Report the count of lines in the listing below that include the string "pebble", with no other text.
==========
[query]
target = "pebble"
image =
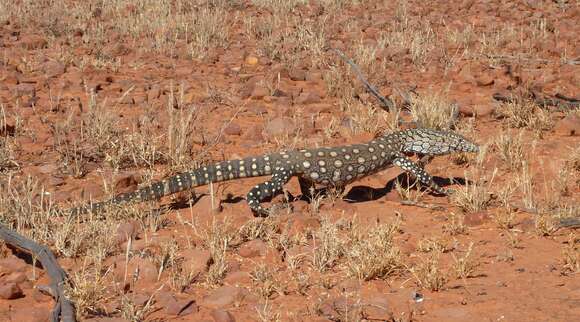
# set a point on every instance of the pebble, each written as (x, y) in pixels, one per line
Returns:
(127, 230)
(222, 316)
(10, 291)
(196, 260)
(476, 218)
(233, 129)
(279, 126)
(253, 248)
(568, 126)
(222, 297)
==========
The completed task: 2